**Exercise brief**
Your answer should consist of every line from the records that holds the string "pink".

**Entries supplied**
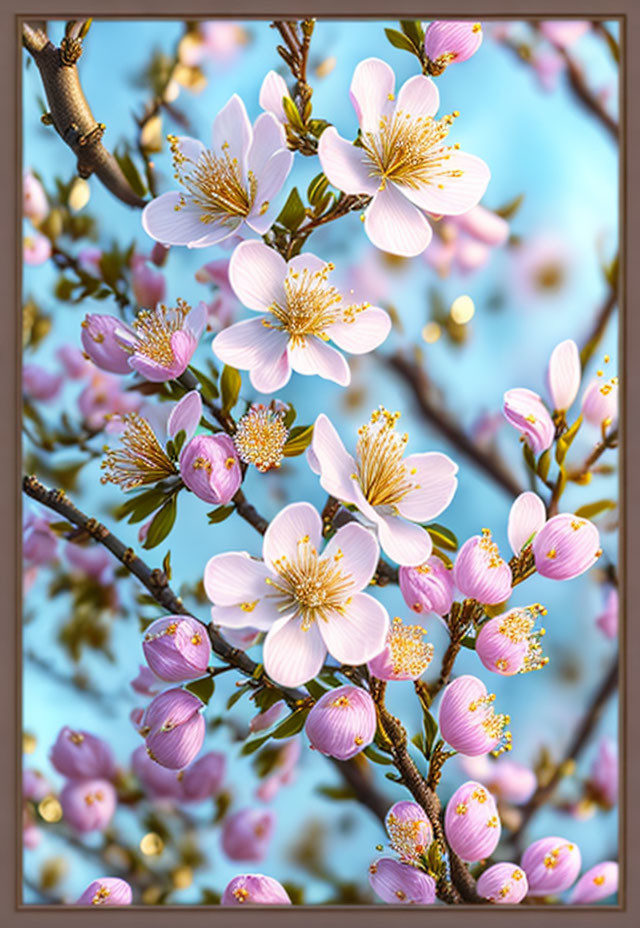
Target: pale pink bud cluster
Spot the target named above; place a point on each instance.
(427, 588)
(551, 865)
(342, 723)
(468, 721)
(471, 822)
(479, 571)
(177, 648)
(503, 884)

==

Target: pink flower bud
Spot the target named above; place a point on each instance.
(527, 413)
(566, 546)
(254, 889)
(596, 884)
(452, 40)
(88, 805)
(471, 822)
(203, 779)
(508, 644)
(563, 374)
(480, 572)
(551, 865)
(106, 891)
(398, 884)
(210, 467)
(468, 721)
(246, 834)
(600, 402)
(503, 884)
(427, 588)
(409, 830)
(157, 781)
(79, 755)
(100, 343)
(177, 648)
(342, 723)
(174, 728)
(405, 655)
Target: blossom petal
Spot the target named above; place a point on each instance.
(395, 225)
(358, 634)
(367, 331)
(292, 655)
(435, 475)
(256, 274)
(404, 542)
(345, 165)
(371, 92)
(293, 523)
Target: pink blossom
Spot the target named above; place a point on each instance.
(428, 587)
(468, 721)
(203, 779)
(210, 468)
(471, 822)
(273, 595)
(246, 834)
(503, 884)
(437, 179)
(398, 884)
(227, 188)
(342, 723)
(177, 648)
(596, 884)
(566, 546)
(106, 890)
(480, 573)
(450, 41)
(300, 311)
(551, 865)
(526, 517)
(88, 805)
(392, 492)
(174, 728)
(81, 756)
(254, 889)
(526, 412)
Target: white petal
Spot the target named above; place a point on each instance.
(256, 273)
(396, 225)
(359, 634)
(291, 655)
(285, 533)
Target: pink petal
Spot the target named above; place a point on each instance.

---

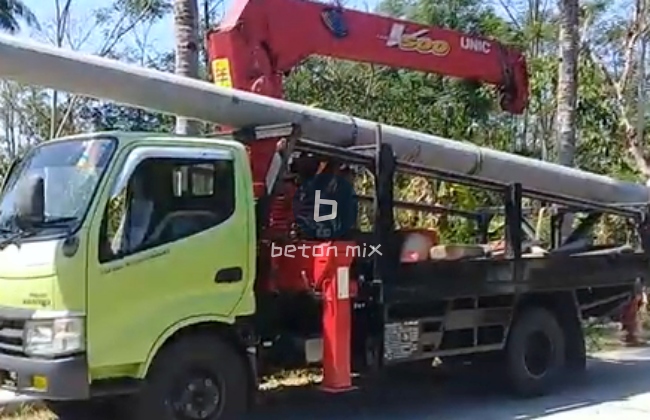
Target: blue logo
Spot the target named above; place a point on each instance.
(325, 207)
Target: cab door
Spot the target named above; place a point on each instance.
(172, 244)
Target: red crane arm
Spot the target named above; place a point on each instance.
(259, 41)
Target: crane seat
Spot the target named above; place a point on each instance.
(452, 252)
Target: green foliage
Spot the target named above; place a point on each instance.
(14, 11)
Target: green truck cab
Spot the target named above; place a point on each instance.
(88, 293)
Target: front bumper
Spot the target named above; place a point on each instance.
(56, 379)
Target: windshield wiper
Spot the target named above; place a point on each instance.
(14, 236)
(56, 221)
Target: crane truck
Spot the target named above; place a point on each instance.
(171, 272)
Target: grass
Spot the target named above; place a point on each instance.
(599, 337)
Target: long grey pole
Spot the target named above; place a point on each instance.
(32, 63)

**Output for this exercise**
Target: pale pink bud cluster
Target: pink flower bud
Target: pink blossom
Target: pink petal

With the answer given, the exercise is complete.